__What this task involves__
When responding, copy every record below exactly as it appears.

*** Extracted records ***

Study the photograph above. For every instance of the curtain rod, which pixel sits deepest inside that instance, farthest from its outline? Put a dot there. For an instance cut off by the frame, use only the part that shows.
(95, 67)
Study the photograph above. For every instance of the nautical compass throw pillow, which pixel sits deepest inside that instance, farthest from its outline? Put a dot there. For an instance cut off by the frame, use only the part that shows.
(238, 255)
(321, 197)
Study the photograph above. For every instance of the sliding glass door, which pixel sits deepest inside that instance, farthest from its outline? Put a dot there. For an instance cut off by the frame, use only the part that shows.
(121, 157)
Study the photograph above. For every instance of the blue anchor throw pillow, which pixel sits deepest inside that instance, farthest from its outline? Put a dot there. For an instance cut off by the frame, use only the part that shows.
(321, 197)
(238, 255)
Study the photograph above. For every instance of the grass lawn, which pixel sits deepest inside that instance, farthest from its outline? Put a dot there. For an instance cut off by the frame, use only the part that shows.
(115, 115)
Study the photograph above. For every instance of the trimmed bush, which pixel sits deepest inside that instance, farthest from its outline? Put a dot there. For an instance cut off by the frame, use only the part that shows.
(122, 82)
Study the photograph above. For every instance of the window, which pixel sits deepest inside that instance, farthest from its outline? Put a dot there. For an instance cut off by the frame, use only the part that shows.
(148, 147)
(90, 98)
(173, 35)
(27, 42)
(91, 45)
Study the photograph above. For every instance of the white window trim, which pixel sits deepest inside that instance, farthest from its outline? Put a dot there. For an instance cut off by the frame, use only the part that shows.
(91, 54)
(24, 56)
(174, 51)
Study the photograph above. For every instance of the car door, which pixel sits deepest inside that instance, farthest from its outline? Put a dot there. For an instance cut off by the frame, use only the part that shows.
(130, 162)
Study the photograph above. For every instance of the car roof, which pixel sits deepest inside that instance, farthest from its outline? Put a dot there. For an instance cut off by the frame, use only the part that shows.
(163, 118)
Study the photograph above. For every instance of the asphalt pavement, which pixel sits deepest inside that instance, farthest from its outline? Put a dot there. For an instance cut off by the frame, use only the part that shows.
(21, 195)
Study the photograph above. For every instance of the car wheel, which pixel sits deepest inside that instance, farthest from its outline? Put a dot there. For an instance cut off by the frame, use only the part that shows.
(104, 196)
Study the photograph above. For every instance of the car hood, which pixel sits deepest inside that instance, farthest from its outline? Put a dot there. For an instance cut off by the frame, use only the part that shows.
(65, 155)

*** End of Extracted records ***

__Response box__
Study the photograph above. For every instance of the curtain rod, which pixel sits deepest inside that instance, farthest from its outline? Put a dot there. For an instance cut off by the frame, use only the part that shows.
(95, 67)
Study the photograph above. For every instance of the nautical compass throw pillow, which pixel sits deepest inside that instance, farthest from its outline? Put a dot there. For an instance cut off by the frame, use only the part that shows.
(238, 255)
(321, 197)
Study the photograph above. For every instance of the sliding glass door, which pixel sits deepest inside that instance, farthest from its outline? Put a dot there. For an instance cut off by the frame, use only the part that shows.
(121, 157)
Study the photograph above. For every instance of the blue anchor throw pillow, which pixel sits deepest inside that instance, farthest from its outline? Put a dot there. For an instance cut off by the frame, use only the part that shows.
(321, 197)
(238, 255)
Study the photograph above. For every instance of the grass lawn, which pixel sits deepest inside that instance, farthest from its outline? Put a dot there. For an instance cut off by the frame, use only the part that shows.
(115, 115)
Study the photograph above. For every instance of the trimmed bush, which pixel sits deepest inside that instance, farthest from its outline? Put a dot there. For an instance cut off by the frame, use only the part that shows.
(122, 82)
Study the photograph above. For every instance of the window, which pixel sits deepest inside that instance, farthest from its outline? Put a dot there. For an instance cut off by the frame, use only the part that shows.
(148, 147)
(90, 98)
(173, 35)
(27, 42)
(91, 45)
Study the photograph above. For every instance of the white window trim, which pixel sits deepest inside that instance, farthest from its outline? Put a dot there. For an instance cut off by the frame, use only the part that shows.
(91, 54)
(24, 56)
(174, 51)
Study the photograph above. For every instance of the car door, which pixel sits deepest inside that instance, farthest from its outline? Put a dot there. For an instance cut off by the frame, use only the part that shows.
(130, 162)
Study the photograph above. For every instance of the car roof, which pixel sits deepest inside that instance, farthest from its outline? Put a dot there. For an instance cut off by the frame, use only the part that shows.
(163, 118)
Study the photograph above. For every instance of the asphalt pavement, which pixel sits deepest inside that instance, farthest from its outline? Put a dot there. For an instance cut off by the frame, use only the part that shows.
(21, 195)
Study the photograph above. For every instance of the car wheel, which pixel sits deepest inside that instance, farthest from its outline? Put a dot there. For an instance cut off by the frame, use only the part that shows.
(104, 196)
Study the photograph above. For every instance of the car hood, which pixel sits deepest inside that instance, farthest from its outline? Put a dot there. For an instance cut off by the frame, use only the part that shows.
(65, 155)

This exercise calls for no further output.